TEXT PASSAGE:
Structures and comparison of endogenous 2-oxoglutarate and pyruvate dehydrogenase complexes from bovine kidney

Abstract

AbstractThe α-keto acid dehydrogenase complex family catalyzes the essential oxidative decarboxylation of α-keto acids to yield acyl-CoA and NADH. Despite performing the same overarching reaction, members of the family have different component structures and structural organization between each other and across phylogenetic species. While native structures of α-keto acid dehydrogenase complexes from bacteria and fungi became available recently, the atomic structure and organization of their mammalian counterparts in their native states remain unknown. Here, we report the cryo electron microscopy (cryoEM) structures of the endogenous cubic 2-oxoglutarate dehydrogenase complex (OGDC) and icosahedral pyruvate dehydrogenase complex (PDC) cores from bovine kidney determined at 3.5 Å and 3.8 Å resolution, respectively. The structures of multiple protein were reconstructed from a single lysate sample, allowing direct structural comparison without the concerns of differences arising from sample preparation and structure determination. Although native and recombinant E2 core scaffold structures are similar, native structures are decorated with their peripheral E1 and E3 subunits. Asymmetric sub-particle reconstructions support heterogeneity in the arrangements of these peripheral subunits. Additionally, despite sharing a similar monomeric fold, OGDC and PDC E2 cores have distinct interdomain and intertrimer interactions, which suggests a means of modulating self-assembly to mitigate heterologous binding between mismatched E2 species. The lipoyl moiety lies near a mobile gatekeeper within the interdomain active site of OGDC E2 and PDC E2. Analysis of the two-fold related intertrimer interface identified secondary structural differences and chemical interactions between icosahedral and cubic geometries of the core. Taken together, our study provides direct structural comparison of OGDC and PDC from the same source and offers new insights into determinants of interdomain interactions and of architecture diversity among α-keto acid dehydrogenase complexes.

PROBLEM: According to the abstract, at what resolution was the structure of the cubic 2-oxoglutarate dehydrogenase complex core from bovine kidney determined? The items that come next have no connection to the abstract.

Items from a collection
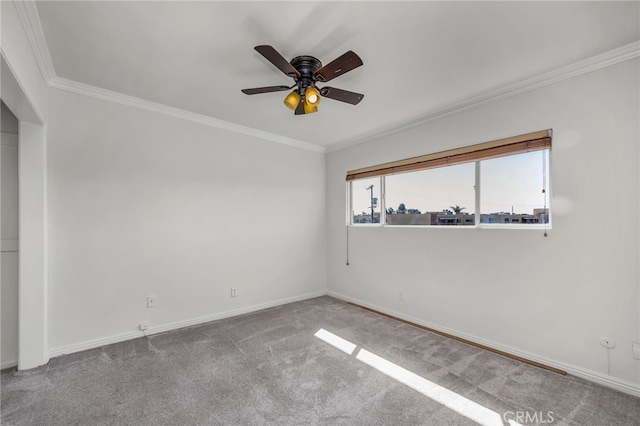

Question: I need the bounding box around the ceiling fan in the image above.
[242,45,364,115]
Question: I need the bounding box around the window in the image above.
[347,130,551,228]
[351,178,381,224]
[480,149,549,224]
[384,163,475,226]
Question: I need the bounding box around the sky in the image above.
[352,150,549,214]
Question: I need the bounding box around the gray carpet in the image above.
[1,297,640,426]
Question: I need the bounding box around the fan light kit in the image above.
[242,45,364,115]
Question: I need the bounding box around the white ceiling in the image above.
[37,1,640,149]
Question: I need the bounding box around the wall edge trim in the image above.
[327,290,640,397]
[49,290,327,359]
[326,40,640,153]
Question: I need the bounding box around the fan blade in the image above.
[314,50,362,82]
[320,87,364,105]
[254,44,300,78]
[242,86,291,95]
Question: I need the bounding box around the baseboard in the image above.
[0,361,18,370]
[327,291,640,397]
[50,290,327,360]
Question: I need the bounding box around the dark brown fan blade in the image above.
[314,50,362,82]
[242,86,291,95]
[320,87,364,105]
[254,44,300,78]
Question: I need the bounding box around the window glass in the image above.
[385,163,475,226]
[480,149,549,224]
[351,177,380,225]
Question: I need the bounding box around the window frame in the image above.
[346,129,553,230]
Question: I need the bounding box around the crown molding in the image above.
[13,1,56,84]
[49,77,326,153]
[12,0,326,153]
[13,0,640,153]
[326,41,640,153]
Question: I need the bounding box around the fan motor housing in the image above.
[290,55,322,80]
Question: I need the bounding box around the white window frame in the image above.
[346,135,553,230]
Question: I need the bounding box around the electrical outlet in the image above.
[600,337,616,349]
[147,296,158,308]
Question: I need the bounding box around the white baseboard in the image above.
[0,361,18,370]
[327,291,640,397]
[50,290,327,360]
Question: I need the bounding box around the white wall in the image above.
[0,1,49,369]
[48,89,326,353]
[0,103,19,369]
[327,59,640,391]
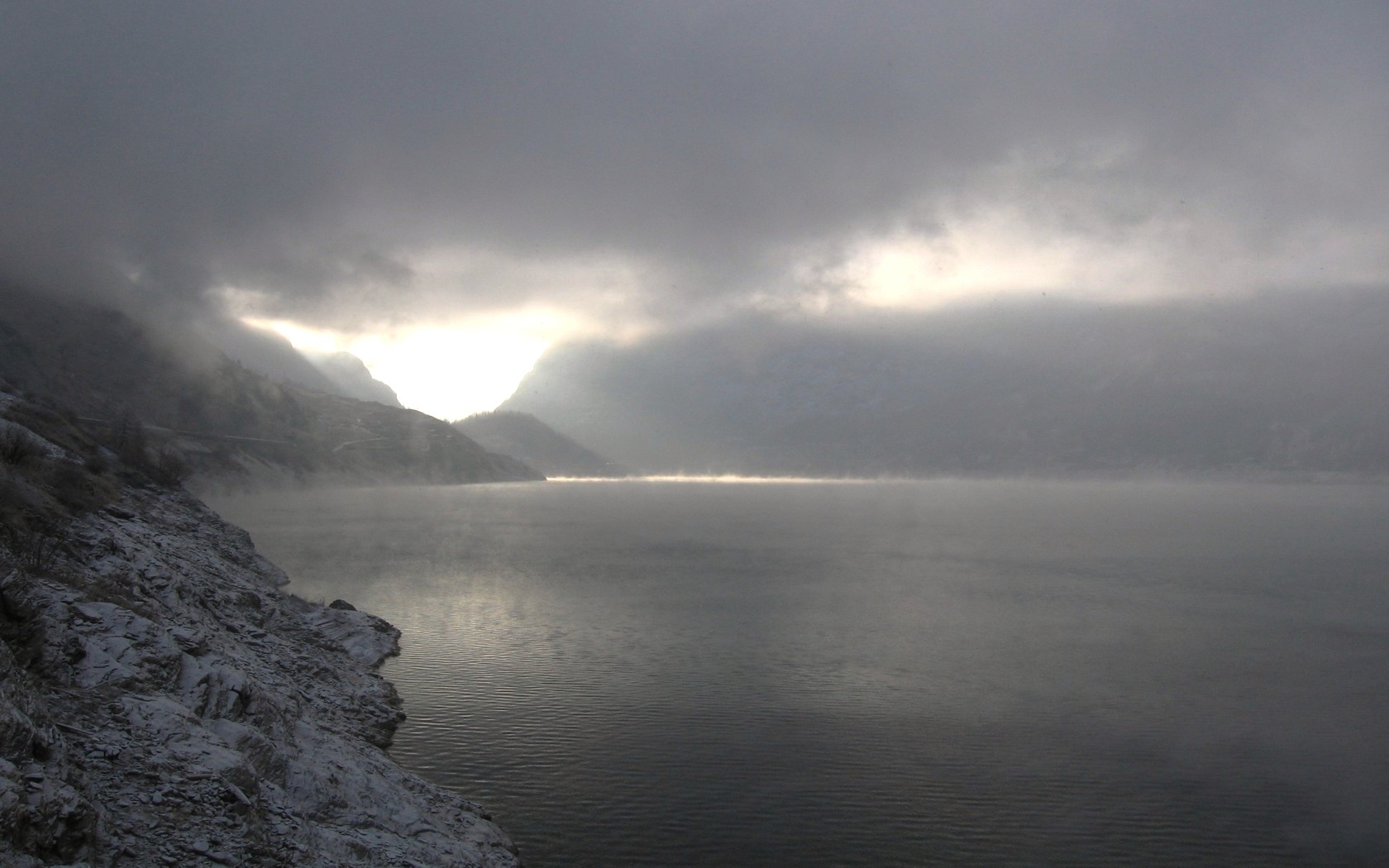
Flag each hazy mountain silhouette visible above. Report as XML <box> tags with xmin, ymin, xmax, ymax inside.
<box><xmin>304</xmin><ymin>353</ymin><xmax>400</xmax><ymax>407</ymax></box>
<box><xmin>198</xmin><ymin>319</ymin><xmax>400</xmax><ymax>407</ymax></box>
<box><xmin>453</xmin><ymin>411</ymin><xmax>631</xmax><ymax>476</ymax></box>
<box><xmin>0</xmin><ymin>290</ymin><xmax>541</xmax><ymax>486</ymax></box>
<box><xmin>501</xmin><ymin>290</ymin><xmax>1389</xmax><ymax>475</ymax></box>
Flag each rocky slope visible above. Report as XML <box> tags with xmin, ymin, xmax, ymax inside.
<box><xmin>0</xmin><ymin>286</ymin><xmax>542</xmax><ymax>490</ymax></box>
<box><xmin>0</xmin><ymin>393</ymin><xmax>519</xmax><ymax>866</ymax></box>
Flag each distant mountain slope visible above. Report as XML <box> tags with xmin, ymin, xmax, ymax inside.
<box><xmin>453</xmin><ymin>411</ymin><xmax>631</xmax><ymax>476</ymax></box>
<box><xmin>0</xmin><ymin>292</ymin><xmax>541</xmax><ymax>484</ymax></box>
<box><xmin>196</xmin><ymin>319</ymin><xmax>400</xmax><ymax>407</ymax></box>
<box><xmin>500</xmin><ymin>290</ymin><xmax>1389</xmax><ymax>475</ymax></box>
<box><xmin>306</xmin><ymin>353</ymin><xmax>400</xmax><ymax>407</ymax></box>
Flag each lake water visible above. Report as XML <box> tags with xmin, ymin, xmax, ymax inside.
<box><xmin>205</xmin><ymin>480</ymin><xmax>1389</xmax><ymax>868</ymax></box>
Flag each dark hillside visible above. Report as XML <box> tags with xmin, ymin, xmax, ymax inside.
<box><xmin>0</xmin><ymin>292</ymin><xmax>541</xmax><ymax>486</ymax></box>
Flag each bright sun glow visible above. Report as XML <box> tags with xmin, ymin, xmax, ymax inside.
<box><xmin>243</xmin><ymin>314</ymin><xmax>553</xmax><ymax>419</ymax></box>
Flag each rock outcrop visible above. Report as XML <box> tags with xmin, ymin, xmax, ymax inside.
<box><xmin>0</xmin><ymin>396</ymin><xmax>519</xmax><ymax>868</ymax></box>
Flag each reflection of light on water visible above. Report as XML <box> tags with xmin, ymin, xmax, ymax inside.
<box><xmin>546</xmin><ymin>474</ymin><xmax>877</xmax><ymax>484</ymax></box>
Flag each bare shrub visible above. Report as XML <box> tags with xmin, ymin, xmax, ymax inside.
<box><xmin>0</xmin><ymin>425</ymin><xmax>45</xmax><ymax>466</ymax></box>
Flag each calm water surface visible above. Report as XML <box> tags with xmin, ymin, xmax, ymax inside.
<box><xmin>205</xmin><ymin>480</ymin><xmax>1389</xmax><ymax>868</ymax></box>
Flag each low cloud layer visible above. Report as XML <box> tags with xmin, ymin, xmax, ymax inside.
<box><xmin>0</xmin><ymin>0</ymin><xmax>1389</xmax><ymax>329</ymax></box>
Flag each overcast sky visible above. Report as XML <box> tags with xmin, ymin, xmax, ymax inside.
<box><xmin>0</xmin><ymin>0</ymin><xmax>1389</xmax><ymax>415</ymax></box>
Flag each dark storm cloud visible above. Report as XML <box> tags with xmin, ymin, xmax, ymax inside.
<box><xmin>0</xmin><ymin>0</ymin><xmax>1389</xmax><ymax>322</ymax></box>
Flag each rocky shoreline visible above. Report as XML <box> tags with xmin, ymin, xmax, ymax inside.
<box><xmin>0</xmin><ymin>405</ymin><xmax>521</xmax><ymax>868</ymax></box>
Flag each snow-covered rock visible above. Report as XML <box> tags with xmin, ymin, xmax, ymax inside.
<box><xmin>0</xmin><ymin>408</ymin><xmax>519</xmax><ymax>866</ymax></box>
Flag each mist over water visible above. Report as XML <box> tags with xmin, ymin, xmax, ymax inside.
<box><xmin>214</xmin><ymin>480</ymin><xmax>1389</xmax><ymax>868</ymax></box>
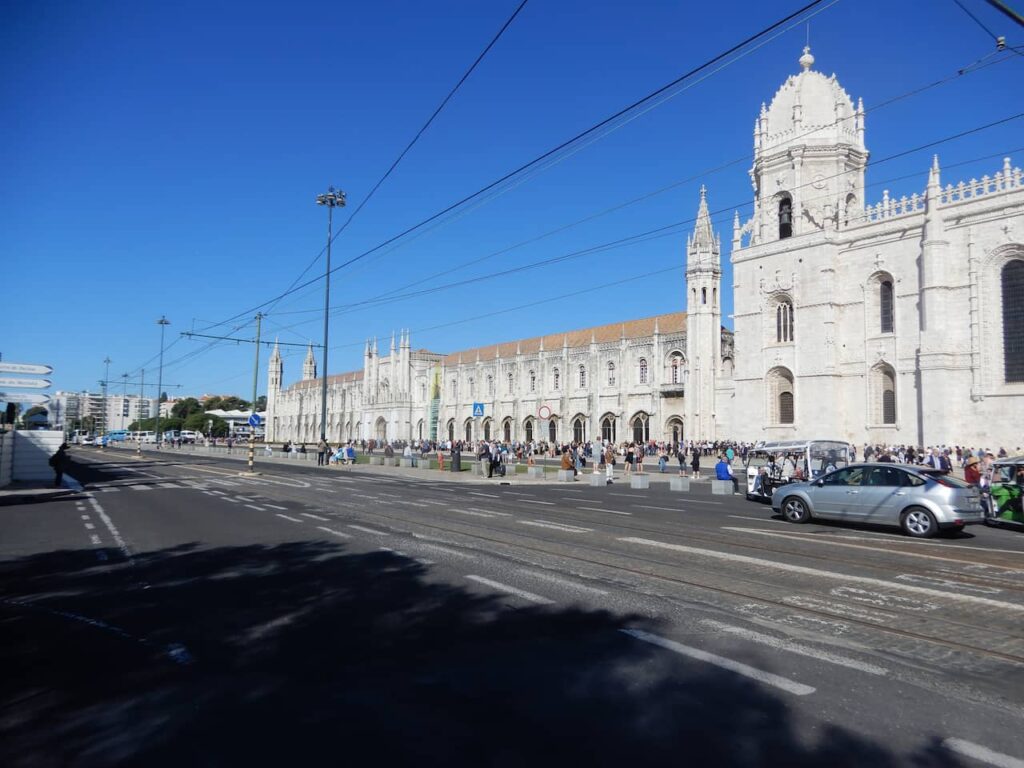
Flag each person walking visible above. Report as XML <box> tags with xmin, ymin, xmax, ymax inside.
<box><xmin>49</xmin><ymin>442</ymin><xmax>68</xmax><ymax>488</ymax></box>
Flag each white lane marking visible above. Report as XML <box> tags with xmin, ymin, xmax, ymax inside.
<box><xmin>618</xmin><ymin>537</ymin><xmax>1024</xmax><ymax>612</ymax></box>
<box><xmin>516</xmin><ymin>520</ymin><xmax>594</xmax><ymax>534</ymax></box>
<box><xmin>620</xmin><ymin>630</ymin><xmax>815</xmax><ymax>696</ymax></box>
<box><xmin>722</xmin><ymin>528</ymin><xmax>1011</xmax><ymax>564</ymax></box>
<box><xmin>523</xmin><ymin>570</ymin><xmax>608</xmax><ymax>595</ymax></box>
<box><xmin>577</xmin><ymin>507</ymin><xmax>633</xmax><ymax>517</ymax></box>
<box><xmin>700</xmin><ymin>620</ymin><xmax>889</xmax><ymax>677</ymax></box>
<box><xmin>942</xmin><ymin>738</ymin><xmax>1024</xmax><ymax>768</ymax></box>
<box><xmin>466</xmin><ymin>573</ymin><xmax>555</xmax><ymax>605</ymax></box>
<box><xmin>89</xmin><ymin>496</ymin><xmax>135</xmax><ymax>565</ymax></box>
<box><xmin>348</xmin><ymin>525</ymin><xmax>390</xmax><ymax>536</ymax></box>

SOLVED PROBLEM: 3.5 Å